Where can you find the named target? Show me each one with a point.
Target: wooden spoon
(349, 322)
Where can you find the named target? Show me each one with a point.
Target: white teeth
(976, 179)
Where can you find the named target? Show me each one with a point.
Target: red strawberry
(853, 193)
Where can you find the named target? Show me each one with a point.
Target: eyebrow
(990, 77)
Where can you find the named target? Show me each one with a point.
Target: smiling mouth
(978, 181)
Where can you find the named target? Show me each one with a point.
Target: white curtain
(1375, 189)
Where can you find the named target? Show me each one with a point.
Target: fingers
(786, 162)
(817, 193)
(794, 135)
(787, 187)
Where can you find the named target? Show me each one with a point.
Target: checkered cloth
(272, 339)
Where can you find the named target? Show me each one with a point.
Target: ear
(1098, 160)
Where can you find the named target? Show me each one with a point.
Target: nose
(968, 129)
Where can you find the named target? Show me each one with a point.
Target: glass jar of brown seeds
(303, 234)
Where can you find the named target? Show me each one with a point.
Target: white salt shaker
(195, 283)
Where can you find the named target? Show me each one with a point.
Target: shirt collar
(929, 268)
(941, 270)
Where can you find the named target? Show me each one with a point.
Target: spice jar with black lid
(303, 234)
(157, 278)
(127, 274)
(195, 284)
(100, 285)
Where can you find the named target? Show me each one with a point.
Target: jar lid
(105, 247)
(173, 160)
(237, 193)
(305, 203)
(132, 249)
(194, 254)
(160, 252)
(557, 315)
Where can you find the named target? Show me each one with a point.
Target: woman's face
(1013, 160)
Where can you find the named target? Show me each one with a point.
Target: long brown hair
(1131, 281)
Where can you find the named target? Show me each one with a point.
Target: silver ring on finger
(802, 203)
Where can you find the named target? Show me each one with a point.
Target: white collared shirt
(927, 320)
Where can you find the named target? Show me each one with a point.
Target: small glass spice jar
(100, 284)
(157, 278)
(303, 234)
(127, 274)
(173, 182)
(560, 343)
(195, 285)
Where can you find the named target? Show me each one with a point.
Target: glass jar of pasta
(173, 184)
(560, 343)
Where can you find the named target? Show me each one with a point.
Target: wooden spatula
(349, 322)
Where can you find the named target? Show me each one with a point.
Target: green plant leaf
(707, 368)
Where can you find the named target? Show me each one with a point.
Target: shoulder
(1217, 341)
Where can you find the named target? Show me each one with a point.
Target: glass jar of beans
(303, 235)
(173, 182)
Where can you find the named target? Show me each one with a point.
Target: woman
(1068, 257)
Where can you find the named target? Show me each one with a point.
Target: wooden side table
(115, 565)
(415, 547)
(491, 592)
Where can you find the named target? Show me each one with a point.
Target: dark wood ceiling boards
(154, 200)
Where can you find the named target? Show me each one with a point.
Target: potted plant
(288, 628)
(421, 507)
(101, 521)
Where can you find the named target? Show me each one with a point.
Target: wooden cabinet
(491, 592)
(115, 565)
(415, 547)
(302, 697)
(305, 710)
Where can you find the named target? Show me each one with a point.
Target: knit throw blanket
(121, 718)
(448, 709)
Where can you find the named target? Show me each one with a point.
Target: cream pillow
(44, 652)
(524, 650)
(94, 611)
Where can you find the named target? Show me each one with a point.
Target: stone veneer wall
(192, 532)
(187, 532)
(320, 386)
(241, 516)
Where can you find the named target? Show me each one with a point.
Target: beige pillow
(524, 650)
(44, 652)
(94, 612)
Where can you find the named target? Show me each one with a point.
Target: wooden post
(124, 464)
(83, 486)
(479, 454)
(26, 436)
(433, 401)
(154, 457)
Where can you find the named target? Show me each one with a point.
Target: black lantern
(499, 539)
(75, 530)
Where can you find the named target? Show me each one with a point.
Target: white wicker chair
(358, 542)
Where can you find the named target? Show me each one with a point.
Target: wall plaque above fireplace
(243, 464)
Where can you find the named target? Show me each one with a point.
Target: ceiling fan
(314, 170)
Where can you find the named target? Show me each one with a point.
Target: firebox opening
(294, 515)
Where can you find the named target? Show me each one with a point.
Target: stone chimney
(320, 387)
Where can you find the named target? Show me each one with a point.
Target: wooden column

WHAT THE TASK ASKS
Write the data above out again in full, with every word as given.

RESULT BELOW
Where can you find the named target? Show me each one with a point.
Target: wooden spoon
(349, 322)
Where can you find the named target? Show me each one with a point.
Target: white teeth
(976, 179)
Where can you find the named target? Show me each one with a point.
Target: red strawberry
(853, 193)
Where can you find the named target? Show me each one with a point.
Target: eyebrow
(990, 77)
Where can you find the named target? Show me each one with a point.
Target: smiling mouth
(978, 181)
Where can you find the named target? Show me each one with a point.
Target: white curtain
(1375, 189)
Where can you find the named target? Show me each one with a point.
Target: fingers
(786, 162)
(817, 193)
(794, 135)
(787, 187)
Where can you find the named target? Show me each one with a point.
Target: checkered cloth
(272, 339)
Where can you find the named target? Show me each one with a point.
Target: ear
(1098, 160)
Where can you find the named target? Show me each one with a point.
Target: nose
(968, 129)
Where can you find the named target? Show me each one with a point.
Target: glass jar of brown seeds
(303, 234)
Where can you find the named target? Show me each one with a point.
Target: white salt shaker
(195, 283)
Where can you find the named target? Show me each one with a point.
Target: shirt collar
(929, 268)
(941, 270)
Where can you find the named target? Show me each one with a point.
Target: spice jar with black lid
(303, 234)
(157, 278)
(127, 274)
(195, 284)
(100, 285)
Where can you find the named target? Show me each one with a point.
Target: jar lid
(105, 247)
(173, 160)
(237, 193)
(305, 203)
(132, 249)
(194, 254)
(160, 252)
(557, 315)
Where can you find the named target? Show me each one with a point.
Target: woman's face
(1013, 160)
Where can you find the named target? Show me each one with a point.
Target: long brown hair
(1131, 281)
Where can you find the named target? Show me each one with a point.
Target: silver ring on finger
(802, 203)
Where can you find the named target? Show me each one with a point.
Target: white collared shirt
(927, 320)
Where can you find the named target? Show me each one with a point.
Target: small glass spice jar
(100, 284)
(157, 278)
(303, 234)
(127, 274)
(173, 182)
(560, 343)
(195, 285)
Where can you find the named target? Show me each one with a point.
Target: glass jar of pasta
(173, 184)
(560, 343)
Where can you find the named target? Show me each one with a point.
Target: wooden spatula
(349, 322)
Where can you find the named target? Show me each one with a point.
Target: green plant leaf
(707, 368)
Where can you find the named target? Show me each one with a point.
Target: shoulder
(1217, 341)
Where can you find the named target? Show me each one with a point.
Target: glass jar of beans
(303, 235)
(173, 182)
Where can you find the named target? Show me each one with a point.
Target: woman
(1068, 257)
Where can you find the named target? Show me each one with a point.
Target: wooden side table
(115, 565)
(415, 547)
(491, 592)
Where can you find the named target? Show me each one with a point.
Target: dark wood ceiling boards
(154, 200)
Where can you find the named target? Show me each one with a point.
Target: potted plant
(288, 628)
(421, 507)
(101, 521)
Where can you find the named target? Show me each one with a point.
Target: wooden cabinet
(491, 592)
(115, 565)
(415, 547)
(302, 697)
(305, 710)
Where can you find the named target? Show me each one with a point.
Target: knit throw blanket
(121, 718)
(448, 709)
Where can you find the named target? Show me each one with a point.
Target: cream pillow
(44, 652)
(524, 650)
(94, 611)
Where can you find the named target? Show me each one with a point.
Target: stone veneer wall
(192, 532)
(187, 532)
(320, 386)
(241, 516)
Where can you find the named target? Show me each one with a point.
Target: beige pillow
(524, 650)
(44, 652)
(94, 612)
Where can you find the named target? Show me each one with a point.
Target: wooden post
(124, 464)
(83, 486)
(479, 454)
(26, 436)
(433, 401)
(154, 457)
Where can you find the named target? Show me each one with a point.
Target: black lantern
(499, 539)
(75, 530)
Where can you find the named target? Show me each one with a point.
Target: white wicker chair
(358, 542)
Where can you find the named target? Show me each one with a point.
Target: wall plaque above fireplace
(243, 464)
Where can you find the named target? Show me each one with a point.
Target: ceiling fan
(314, 170)
Where can you find the named target? Show me each one with a point.
Target: firebox opening
(294, 515)
Where can you find the named target? Show me each one with a point.
Target: stone chimney
(320, 387)
Where can you find the named target? Show me each one with a point.
Target: wooden column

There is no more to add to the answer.